----- Exercise input
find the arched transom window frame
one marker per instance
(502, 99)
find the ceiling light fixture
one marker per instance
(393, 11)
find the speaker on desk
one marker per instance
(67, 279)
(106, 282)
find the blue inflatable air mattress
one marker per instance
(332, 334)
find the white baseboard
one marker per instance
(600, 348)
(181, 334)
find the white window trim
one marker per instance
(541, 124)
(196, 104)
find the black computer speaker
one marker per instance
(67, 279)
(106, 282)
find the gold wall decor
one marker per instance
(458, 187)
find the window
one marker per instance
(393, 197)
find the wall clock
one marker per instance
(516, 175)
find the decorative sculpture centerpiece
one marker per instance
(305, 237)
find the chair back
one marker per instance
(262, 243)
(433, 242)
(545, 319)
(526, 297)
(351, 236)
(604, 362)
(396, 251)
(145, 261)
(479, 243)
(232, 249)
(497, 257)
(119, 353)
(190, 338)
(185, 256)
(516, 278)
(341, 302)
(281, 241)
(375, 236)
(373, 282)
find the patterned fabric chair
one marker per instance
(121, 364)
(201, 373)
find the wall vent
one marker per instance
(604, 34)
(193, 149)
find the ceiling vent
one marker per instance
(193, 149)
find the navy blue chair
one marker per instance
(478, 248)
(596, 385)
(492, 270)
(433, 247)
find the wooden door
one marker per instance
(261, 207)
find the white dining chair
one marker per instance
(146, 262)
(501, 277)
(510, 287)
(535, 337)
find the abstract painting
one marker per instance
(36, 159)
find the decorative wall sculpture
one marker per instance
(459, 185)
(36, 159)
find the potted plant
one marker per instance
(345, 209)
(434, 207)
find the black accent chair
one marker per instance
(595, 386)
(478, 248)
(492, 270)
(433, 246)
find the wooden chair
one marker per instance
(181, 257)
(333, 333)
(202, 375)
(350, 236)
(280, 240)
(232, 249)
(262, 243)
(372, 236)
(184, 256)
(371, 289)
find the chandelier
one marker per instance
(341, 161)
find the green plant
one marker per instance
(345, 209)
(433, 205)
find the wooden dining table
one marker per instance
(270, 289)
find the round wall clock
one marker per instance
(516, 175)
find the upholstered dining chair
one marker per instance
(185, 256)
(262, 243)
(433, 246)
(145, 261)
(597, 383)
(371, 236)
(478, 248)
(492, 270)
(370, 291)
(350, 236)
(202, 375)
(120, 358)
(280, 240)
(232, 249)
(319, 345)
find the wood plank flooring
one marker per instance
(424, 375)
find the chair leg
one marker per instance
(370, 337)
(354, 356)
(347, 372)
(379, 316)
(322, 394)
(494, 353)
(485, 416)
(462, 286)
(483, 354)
----------
> _Written task_
Write out all of the records above exactly as they appear.

> _Solution to the exercise_
find the arched transom window frame
one marker per instance
(502, 99)
find the ceiling light fixture
one marker per instance
(393, 11)
find the speaker on desk
one marker per instance
(67, 279)
(106, 282)
find the blue inflatable air mattress
one marker per instance
(332, 334)
find the white baseboard
one marker per instance
(600, 348)
(181, 334)
find the white window trim
one marker per instance
(541, 124)
(196, 104)
find the black computer speaker
one marker per instance
(67, 279)
(106, 282)
find the gold wall decor
one marker per instance
(458, 187)
find the window
one marker per instance
(393, 197)
find the wall clock
one marker per instance
(516, 175)
find the decorative sculpture centerpiece
one marker per instance
(305, 237)
find the chair back
one marker per instance
(262, 243)
(433, 242)
(545, 319)
(526, 297)
(351, 236)
(604, 362)
(396, 251)
(145, 261)
(479, 243)
(232, 249)
(497, 257)
(119, 353)
(190, 338)
(185, 256)
(516, 278)
(341, 302)
(281, 241)
(375, 236)
(373, 282)
find the patterned fabric chair
one marker per instance
(121, 364)
(201, 373)
find the wall vent
one marker per instance
(604, 34)
(193, 149)
find the ceiling vent
one marker per instance
(193, 149)
find the navy blue chair
one marker per instance
(478, 248)
(596, 385)
(492, 270)
(433, 247)
find the wooden door
one marker per instance
(261, 207)
find the white dining chair
one marker per instance
(146, 262)
(501, 277)
(510, 287)
(535, 337)
find the abstract painting
one marker per instance
(36, 159)
find the decorative wall sculpture
one marker per instance
(459, 185)
(36, 159)
find the potted plant
one marker per instance
(345, 209)
(434, 207)
find the black accent chair
one marker per instance
(595, 386)
(478, 248)
(492, 270)
(433, 246)
find the wooden chair
one marker per instance
(181, 257)
(333, 333)
(202, 375)
(350, 236)
(280, 240)
(232, 249)
(262, 243)
(372, 236)
(184, 256)
(371, 289)
find the chandelier
one marker per instance
(341, 161)
find the green plant
one marker per instance
(345, 209)
(433, 205)
find the wooden dining table
one marker per instance
(270, 289)
find the round wall clock
one marker per instance
(516, 175)
find the upholstered dining chair
one marker per instance
(185, 256)
(262, 243)
(433, 246)
(145, 261)
(597, 383)
(371, 236)
(478, 248)
(492, 270)
(370, 291)
(350, 236)
(202, 375)
(120, 358)
(280, 240)
(232, 249)
(319, 345)
find the wood plank flooring
one marker per instance
(424, 375)
find the chair leg
one marker per instance
(370, 337)
(354, 356)
(347, 372)
(379, 316)
(322, 394)
(494, 353)
(485, 416)
(462, 286)
(483, 354)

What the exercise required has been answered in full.